→ What the task requires: Exact reproduction of the following data is required.

Dataset entries
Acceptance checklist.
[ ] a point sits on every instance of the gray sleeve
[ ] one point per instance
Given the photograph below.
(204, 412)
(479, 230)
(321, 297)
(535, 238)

→ Response to the task:
Acceptance checklist.
[ ] a point sits on every instance of the gray sleeve
[ ] one point per instance
Given the photograph below.
(204, 412)
(479, 230)
(321, 297)
(535, 238)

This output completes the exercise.